- _Passage to read_
——————
Confessions
The Right To Counsel Approach
By the mid-1960s, unhappiness with its own voluntariness jurisprudence led the Supreme Court to consider other, more clear-cut and rule-like approaches to the control of putatively improper interrogation techniques. A breakthrough came in 1964, when the Court decided Massiah v. United States (377 U.S. 201 (1964)). Massiah was arrested and, along with one Colson, indicted for possession of narcotics. Unbeknownst to Massiah, Colson thereupon agreed to cooperate with the government and permitted an agent to install a radio transmitter under the front seat of his car. The agent used the transmitter to overhear a lengthy and incriminating conversation between Colson and Massiah. The Supreme Court held that Massiah "was denied the basic protections of [the Sixth Amendment right to counsel] when there was used against him at his trial evidence of his own incriminating words, which federal agents had deliberately elicited from him after he had been indicted and in the absence of his counsel" (377 U.S. at 206).
In some respects, Massiah is a puzzling holding. After all, Massiah had a lawyer at the time of his incriminating conversation. The prosecution had done nothing to prevent Massiah from bringing his lawyer with him when he went to talk with Colson. It was Massiah's bad judgment, rather than government coercion, that led to his misguided discussion in the absence of counsel. Moreover, it is hard to see how the presence of his lawyer would have made that discussion less problematic. Indeed, eavesdropping on discussions between lawyer and client seems more invasive of Sixth Amendment rights than what actually transpired in Massiah. If the government's Massiah tactics were indeed offensive, the difficulty seems to lie not in the absence of a lawyer, but in the deceptive use of a confederate to extract incriminating information. Yet the Court has repeatedly held in the Fourth Amendment context that a defendant who talks to a confederate "assumes the risk" that this information will be conveyed to the police.
But although Massiah rested on debatable doctrinal premises, it nonetheless held out the promise of "solving" the confessions problem. If the Sixth Amendment required the presence of counsel even for a conversation between a defendant and his confederate, then surely it required counsel's presence during a formal police interrogation. And as a practical matter, there was little chance that a suspect would confess with a lawyer sitting at his elbow.
The Supreme Court seemed to be moving in just this direction in Escobedo v. Illinois (378 U.S. 478 (1964)), a case decided a few weeks after Massiah. Unlike Massiah, Escobedo had not yet been formally charged with an offense. He was arrested on suspicion of murder and interrogated in the absence of counsel despite his repeated requests to see his lawyer. Although the facts surrounding his confession could easily have led the Court to find it involuntary under the due process test, the Justices chose instead to focus on the absence of counsel. Even though there had been no formal charge, the Court found that Escobedo had been "accused" because the investigation had focused on him. It followed that he had a right to the presence of a lawyer and that his confession could not be used against him.
——————
[Point placement rows]
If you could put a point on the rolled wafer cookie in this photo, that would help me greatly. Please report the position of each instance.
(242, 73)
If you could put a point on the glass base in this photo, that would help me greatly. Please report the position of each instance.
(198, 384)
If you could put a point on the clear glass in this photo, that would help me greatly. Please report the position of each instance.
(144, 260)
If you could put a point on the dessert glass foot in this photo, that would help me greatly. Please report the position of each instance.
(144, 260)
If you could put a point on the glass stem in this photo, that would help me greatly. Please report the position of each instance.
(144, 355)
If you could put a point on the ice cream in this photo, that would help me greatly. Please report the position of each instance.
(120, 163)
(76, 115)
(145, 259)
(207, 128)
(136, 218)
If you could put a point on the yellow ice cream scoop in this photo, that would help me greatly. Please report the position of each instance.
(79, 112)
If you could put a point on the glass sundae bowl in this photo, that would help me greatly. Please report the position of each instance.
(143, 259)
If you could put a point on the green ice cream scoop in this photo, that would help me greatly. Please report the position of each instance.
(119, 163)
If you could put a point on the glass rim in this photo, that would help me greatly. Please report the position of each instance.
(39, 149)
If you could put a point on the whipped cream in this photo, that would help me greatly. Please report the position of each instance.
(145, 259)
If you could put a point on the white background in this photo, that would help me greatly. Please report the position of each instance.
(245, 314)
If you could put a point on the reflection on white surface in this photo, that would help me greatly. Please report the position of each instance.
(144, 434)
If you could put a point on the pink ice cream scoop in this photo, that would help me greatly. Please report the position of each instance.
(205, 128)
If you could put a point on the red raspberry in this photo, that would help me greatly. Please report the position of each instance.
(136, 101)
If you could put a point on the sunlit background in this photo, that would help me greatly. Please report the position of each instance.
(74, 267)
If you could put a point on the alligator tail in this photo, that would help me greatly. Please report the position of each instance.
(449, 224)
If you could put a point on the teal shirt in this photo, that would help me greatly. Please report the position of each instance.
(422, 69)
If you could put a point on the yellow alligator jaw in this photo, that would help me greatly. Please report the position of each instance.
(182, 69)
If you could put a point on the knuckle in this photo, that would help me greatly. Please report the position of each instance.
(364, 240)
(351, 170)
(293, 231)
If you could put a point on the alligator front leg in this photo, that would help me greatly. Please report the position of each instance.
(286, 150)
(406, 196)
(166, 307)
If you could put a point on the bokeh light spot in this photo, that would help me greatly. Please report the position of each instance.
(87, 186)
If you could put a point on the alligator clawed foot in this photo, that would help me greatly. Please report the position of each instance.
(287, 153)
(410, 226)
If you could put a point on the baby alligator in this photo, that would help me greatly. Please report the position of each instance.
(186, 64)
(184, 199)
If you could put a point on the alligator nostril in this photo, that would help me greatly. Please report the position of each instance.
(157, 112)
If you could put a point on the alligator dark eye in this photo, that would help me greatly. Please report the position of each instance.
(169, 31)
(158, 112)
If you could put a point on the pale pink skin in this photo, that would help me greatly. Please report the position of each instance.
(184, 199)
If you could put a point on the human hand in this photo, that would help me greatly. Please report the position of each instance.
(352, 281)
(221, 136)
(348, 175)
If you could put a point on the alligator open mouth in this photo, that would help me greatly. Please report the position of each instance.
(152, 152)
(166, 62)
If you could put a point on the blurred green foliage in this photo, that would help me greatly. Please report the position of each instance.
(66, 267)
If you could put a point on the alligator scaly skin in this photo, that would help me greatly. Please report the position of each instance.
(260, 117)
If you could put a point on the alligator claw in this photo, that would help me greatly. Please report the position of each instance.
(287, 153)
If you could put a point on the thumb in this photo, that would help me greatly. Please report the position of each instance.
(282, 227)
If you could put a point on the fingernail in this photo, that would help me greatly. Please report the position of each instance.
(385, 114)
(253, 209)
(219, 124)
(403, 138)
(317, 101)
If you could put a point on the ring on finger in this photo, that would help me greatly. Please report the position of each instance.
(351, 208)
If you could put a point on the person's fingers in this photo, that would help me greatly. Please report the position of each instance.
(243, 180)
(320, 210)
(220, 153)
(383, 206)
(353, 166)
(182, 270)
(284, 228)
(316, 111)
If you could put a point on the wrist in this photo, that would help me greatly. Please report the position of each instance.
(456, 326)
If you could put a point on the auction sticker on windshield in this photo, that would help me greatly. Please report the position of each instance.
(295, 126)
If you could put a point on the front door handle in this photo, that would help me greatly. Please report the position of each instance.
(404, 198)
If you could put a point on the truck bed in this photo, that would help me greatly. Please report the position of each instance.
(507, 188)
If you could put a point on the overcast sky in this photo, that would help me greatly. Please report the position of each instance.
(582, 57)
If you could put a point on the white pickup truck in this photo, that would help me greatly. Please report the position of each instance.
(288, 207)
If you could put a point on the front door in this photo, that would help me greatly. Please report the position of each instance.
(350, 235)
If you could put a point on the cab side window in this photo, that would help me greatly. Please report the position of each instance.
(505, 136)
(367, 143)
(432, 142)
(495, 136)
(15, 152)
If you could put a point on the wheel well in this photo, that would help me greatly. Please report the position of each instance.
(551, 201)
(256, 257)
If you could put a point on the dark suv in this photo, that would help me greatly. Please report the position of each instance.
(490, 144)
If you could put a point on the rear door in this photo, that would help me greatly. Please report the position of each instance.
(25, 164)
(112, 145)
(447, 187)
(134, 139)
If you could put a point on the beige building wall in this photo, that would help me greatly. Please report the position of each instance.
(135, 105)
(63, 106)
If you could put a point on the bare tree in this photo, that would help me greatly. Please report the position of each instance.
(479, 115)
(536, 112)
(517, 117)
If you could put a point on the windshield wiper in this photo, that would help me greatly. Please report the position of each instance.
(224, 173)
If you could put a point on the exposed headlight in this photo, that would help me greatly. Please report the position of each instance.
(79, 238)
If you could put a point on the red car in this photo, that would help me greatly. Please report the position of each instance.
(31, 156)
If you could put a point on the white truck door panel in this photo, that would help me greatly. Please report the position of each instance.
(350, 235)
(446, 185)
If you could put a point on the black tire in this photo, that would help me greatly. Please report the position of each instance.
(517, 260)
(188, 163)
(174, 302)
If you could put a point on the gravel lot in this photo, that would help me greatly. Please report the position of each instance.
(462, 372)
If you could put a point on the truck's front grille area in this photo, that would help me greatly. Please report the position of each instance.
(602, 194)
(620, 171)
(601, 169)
——————
Can you retype everything in the confessions passage from "But although Massiah" down to "at his elbow.", keeping every word and punctuation mark the same?

- _The completed task_
But although Massiah rested on debatable doctrinal premises, it nonetheless held out the promise of "solving" the confessions problem. If the Sixth Amendment required the presence of counsel even for a conversation between a defendant and his confederate, then surely it required counsel's presence during a formal police interrogation. And as a practical matter, there was little chance that a suspect would confess with a lawyer sitting at his elbow.